**Dataset content**
..........
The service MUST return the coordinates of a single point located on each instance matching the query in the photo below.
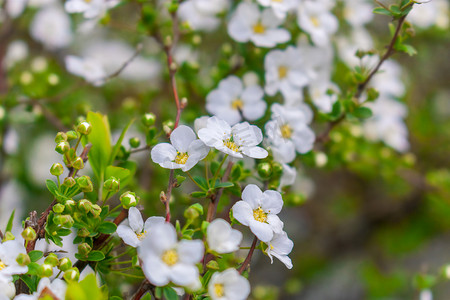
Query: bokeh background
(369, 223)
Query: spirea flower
..........
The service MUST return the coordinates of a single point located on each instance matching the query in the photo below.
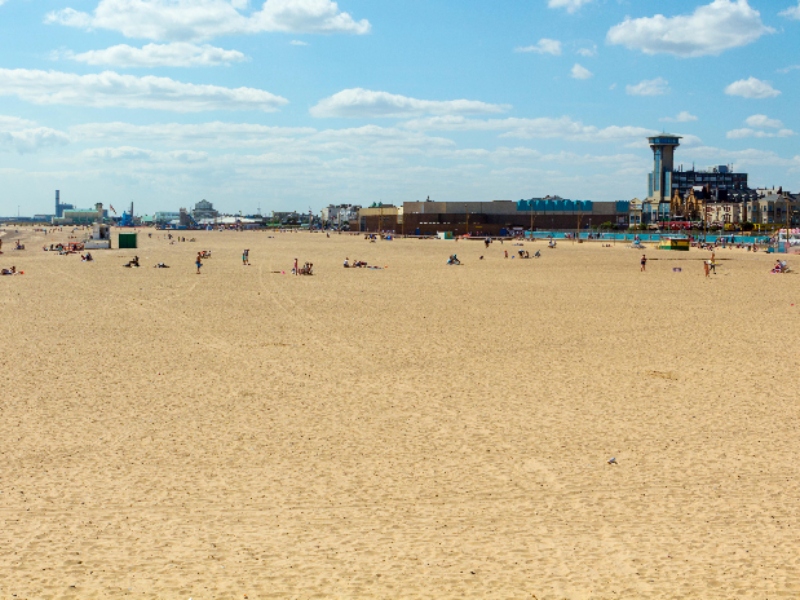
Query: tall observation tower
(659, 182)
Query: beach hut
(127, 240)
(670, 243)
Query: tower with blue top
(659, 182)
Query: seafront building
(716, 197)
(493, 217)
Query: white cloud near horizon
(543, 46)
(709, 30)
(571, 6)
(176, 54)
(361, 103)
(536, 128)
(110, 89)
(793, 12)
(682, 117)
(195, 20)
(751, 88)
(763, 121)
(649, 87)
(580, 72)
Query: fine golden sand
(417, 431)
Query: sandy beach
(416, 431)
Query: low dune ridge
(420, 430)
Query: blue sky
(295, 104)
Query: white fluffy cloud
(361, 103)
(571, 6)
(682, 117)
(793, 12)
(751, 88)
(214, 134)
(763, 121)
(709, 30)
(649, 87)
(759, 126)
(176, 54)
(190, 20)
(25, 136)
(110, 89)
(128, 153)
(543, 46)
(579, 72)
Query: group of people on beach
..........
**Directive**
Scale the rows between the lines holding "Query: white cloud near horizon" and "Query: group of people on beach", inclusive, and give only those lines again, requests included. Multiply every coordinate in the answers by 0.55 and round to whole numbers, with halves rounded up.

**Worked solution**
Query: white cloud near horizon
(299, 25)
(390, 17)
(314, 3)
(97, 30)
(199, 57)
(295, 70)
(61, 49)
(436, 7)
(375, 64)
(107, 11)
(413, 48)
(420, 67)
(357, 48)
(319, 40)
Query: fine golden sand
(229, 237)
Query: sandy beach
(229, 237)
Query: low dune ridge
(231, 237)
Query: blue sky
(162, 57)
Query: white fluffy cloud
(199, 57)
(314, 3)
(375, 64)
(436, 7)
(413, 48)
(118, 74)
(420, 67)
(390, 17)
(357, 48)
(417, 69)
(97, 30)
(105, 11)
(14, 75)
(61, 49)
(70, 84)
(299, 25)
(318, 40)
Query: group of people on beach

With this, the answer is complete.